ARTICLE:
Posted on 27/06/2012 by Stratty

In defence of 14-year-old girls

So it was that MP Charlie Angus, the NDP’s self-appointed guardian of civility, has declared that Twitter has “turned us all into 14-year-olds in a cafeteria” where “[e]verybody gets to be a Grade 9 girl.”

Yesterday’s context, of course, was Patrick Brazeau’s calling reporter Jen Ditchburn a “bitch” because she wrote an article that mentioned Brazeau’s poor attendance record, and for sure, the senator’s remarks were immature, though I’d argue more in keeping with the mindset of a hormonal male bully than a grade-nine girl.

But here’s more context: as Dale Smith rightly points out, Angus “makes name-calling a staple in QP” – hardly one to lecture, and as Smith tweeted to me, “I honestly can’t think of a bigger hypocrite for the NDP commitment to ‘decorum.’” (I replied that Pat Martin comes a close second.)

I didn’t think it possible that any MP could be as bone-headed as Bruce Hyer, with his random seating plan as a panacea for House decorum, as opposed to, say, MPs not acting like asses, but Angus takes the cake. The problem with political discourse in this country is Twitter. Yes, of course! Just ban #cdnpoli as a hashtag, delete your political accounts, and all will be well.

Recently I went for afternoon tea at the Chateau Laurier with a group of tweeps. We made “pinkies up and out” jokes and nibbled on cucumber and watercress sandwiches. It was refined, but it was play-acting. It wasn’t the real world.

The essential truth here is not that a social medium turns us into babies, or even that politics can be immature, but that life isn’t a tea party, Charlie.

Might I suggest that, in fact, most people have their moments? Angus acknowledges this and all but says that he has quit Twitter so he isn’t tempted to pull a Patrick Brazeau. Given his propensity for name-calling and negativity in the House, perhaps this is for the best, but Twitter didn’t turn Brazeau nasty, force Angus to heckle in the House, or cause Pat Martin to drop the f-bomb repeatedly, and it’s not why the trolls kept sending poor Charlie nasty messages.

Politics has been ugly forever. People have opinions, and political opinions are often deeply felt and communicated from the gut, without much reflection, in terms easiest for everyone to understand: love, hate, good, bad, and so forth. Anyone who’s ever held a sign or chanted a rhyming slogan at a protest march – and I’m hazarding a guess that this includes a leftist like Angus – has given in to the political propensity to oversimplify, vilify, reduce complex issues to a few, loud words.

In a perfect world, we’d have that idealized, completely untrue vision of Athenian democracy, in which calm, cool, collected individuals sit around philosophically debating political notions and reaching agreement through logic and compromise. This is not our world, and it never was.

So what is a politician to do, when the trolls say nasty things like “I hate you, Charlie Angus, and you sing terribly”? The answer will blow you away:

Ignore it.

If Charlie Angus doesn’t get hateful letters in the post, doesn’t have to hear constituents yelling down the phone line, that’s because he has staff to shield him from it. No assistant in his or her right mind would collect all the nasty letters delivered to the office and present them to the boss. “Here you go, Charlie, this week’s correspondence from right-wing nutters!”

WHAT THIS TASK INVOLVES:
Pick up the post above about Charlie Angus and Twitter after its last sentence, and keep writing in the same voice.

SUPPLIED INFORMATION:
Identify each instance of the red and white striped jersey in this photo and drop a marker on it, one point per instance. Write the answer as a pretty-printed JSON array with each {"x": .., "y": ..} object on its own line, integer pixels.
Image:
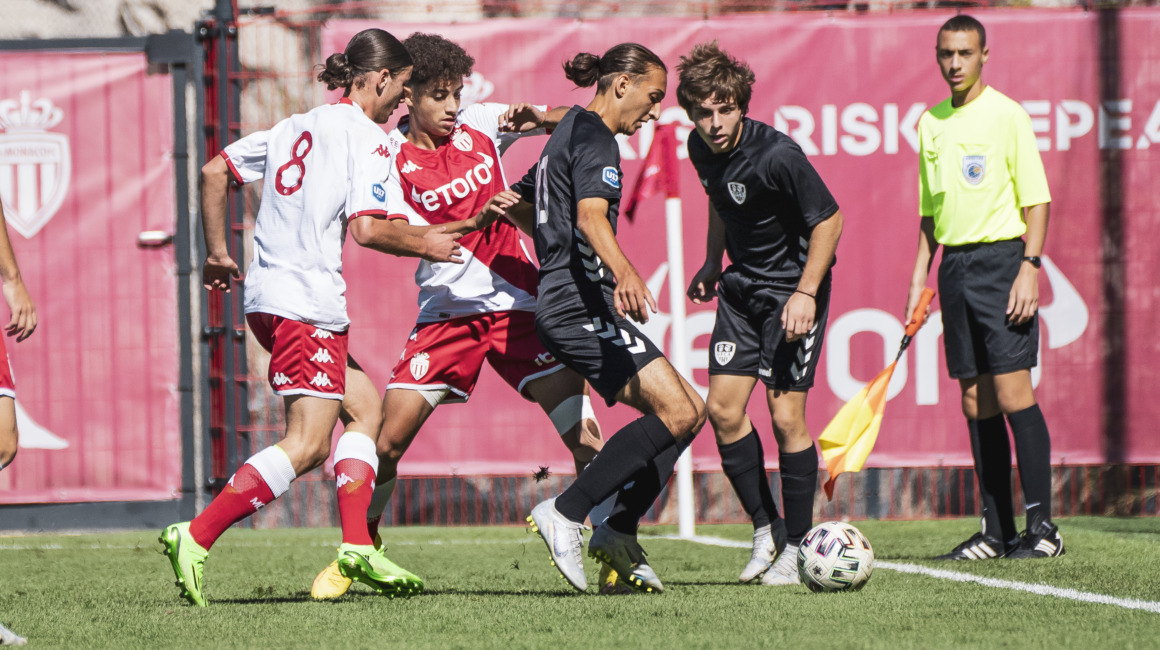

REPLY TO THE TASK:
The problem – though I don’t think it is a problem – is that Twitter has few filters. Note that I didn’t write “any filters,” because there’s a way around the conundrum for the sensitive and faint of heart:

Block people.

One is under no obligation to reply to everything on Twitter, and equally there’s no responsibility to follow everyone who wants to be followed (or else my own party would follow me) or duty to suffer verbal abuse. A few years ago, I made the conscious decision to ignore trolls. I realized I spent too much time arguing with them, time I could be spending discussing news stories, issues, and whatnot with people I do like.

So while Charlie Angus hears the chatter of pubescent girls in his erstwhile Twitter feed, I hear the voices of people who agree, bolster each other in their beliefs, give and get support for their positions, and interact in a novel way with journalists and politicians. Sometimes people even disagree with me and we remain friends; sometimes I find my opinions changing because I’m convinced by what they tweet at me. Those who make my Twitter experience negative are not followed, unfollowed, blocked, dismissed or – most likely – simply ignored.

Thus, I don’t believe that MPs are obliged to be egalitarian in their social media, but by irrationally lashing out at Twitter, Angus cuts himself off from any chance of substantive debate on the medium, and indeed from the camaraderie he could be building with, well, not me, but with constituents and fellow New Democrats. Political social media should be viewed as a way to democratize politics, and Angus’ putting himself on this “I’m too good for Twitter” pedestal has the opposite effect: he is now more distant from the Canadian people.

How civil, how decorous, how social democratic! Actually, how unfortunate that Angus didn’t opt to:

Rise above it, and show Canadian politics a better example to follow than Brazeau’s.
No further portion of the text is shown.